----- Input rows -----

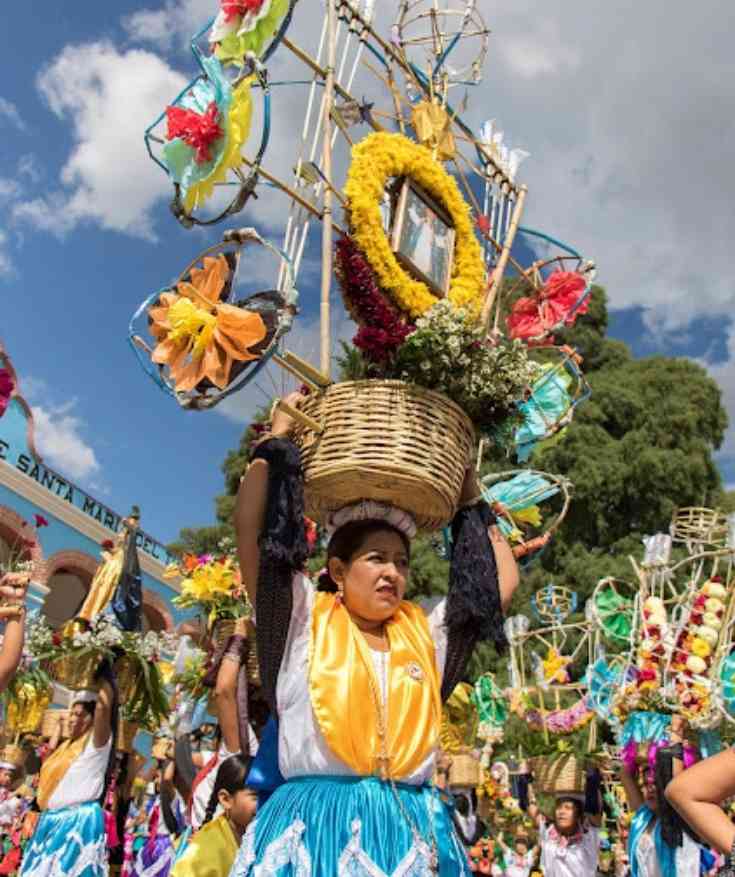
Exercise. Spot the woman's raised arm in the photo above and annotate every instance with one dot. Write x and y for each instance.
(696, 794)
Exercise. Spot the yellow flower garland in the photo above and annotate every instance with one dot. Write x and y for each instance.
(375, 159)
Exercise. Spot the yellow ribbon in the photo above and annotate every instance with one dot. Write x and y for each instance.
(343, 687)
(432, 126)
(56, 765)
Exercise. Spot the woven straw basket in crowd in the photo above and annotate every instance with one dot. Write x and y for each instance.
(386, 441)
(126, 732)
(50, 722)
(557, 776)
(464, 771)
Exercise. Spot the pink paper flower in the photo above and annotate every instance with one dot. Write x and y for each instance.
(6, 389)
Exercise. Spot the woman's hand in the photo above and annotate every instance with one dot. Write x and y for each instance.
(282, 423)
(13, 588)
(470, 486)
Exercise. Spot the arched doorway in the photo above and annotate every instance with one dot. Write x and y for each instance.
(69, 575)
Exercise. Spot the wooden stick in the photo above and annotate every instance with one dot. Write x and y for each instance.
(326, 353)
(503, 260)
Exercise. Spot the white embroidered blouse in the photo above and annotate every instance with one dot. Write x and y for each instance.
(302, 750)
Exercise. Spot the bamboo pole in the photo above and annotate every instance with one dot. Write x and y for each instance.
(503, 260)
(326, 353)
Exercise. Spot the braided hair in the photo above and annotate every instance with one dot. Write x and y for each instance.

-----

- _The problem_
Reproduce all of the items above verbatim, from first to last. Leave out the pictures.

- _Response below_
Exercise. Spot the woman's raised arm in the photo above and annotate every instance with one dot. Write x and y for each instance.
(696, 794)
Exercise. Spot the yellow flower garland in the photo above and annotate every instance with one dot. Write x and y for each instance.
(375, 159)
Exercise. Spot the yellow ribbon in the photo above and annotate every instance with one dot. Write x and y for each instance.
(343, 687)
(432, 126)
(56, 765)
Exercise. Spot the woven straw basket in crowd in the photo above and annotate every instance with one dot. Write x and y for each instance.
(386, 441)
(126, 732)
(50, 722)
(557, 776)
(464, 771)
Exercise. Spot the pink paper flower in the photo above and annotate every instance with one dot. Write x and y for each instance.
(6, 389)
Exercise. Spot the woman's hand in the photo above and annotate every instance with one dot. Write x and y for each instance.
(282, 423)
(13, 588)
(470, 486)
Exercise. Spot the arched doorway in the photo above and annotate every instance with one dot. Write x and y for each instance.
(69, 575)
Exercise. Spot the wooden stick in the photo above and annotate every instance with one dot. Write x and y for each instance.
(326, 353)
(503, 260)
Exercise. Spot the white embroidered blouse in the photo above and annotate every instance with one dot. Write x and y for each instance.
(302, 750)
Exercise. Spot the bamboo pole in the photo above and annotate every instance with one dot. Write x and y for each instance.
(503, 260)
(326, 353)
Exercise. Spot the braided hair in the photo above and annotate every instance with one dot. Write x and y for each instance.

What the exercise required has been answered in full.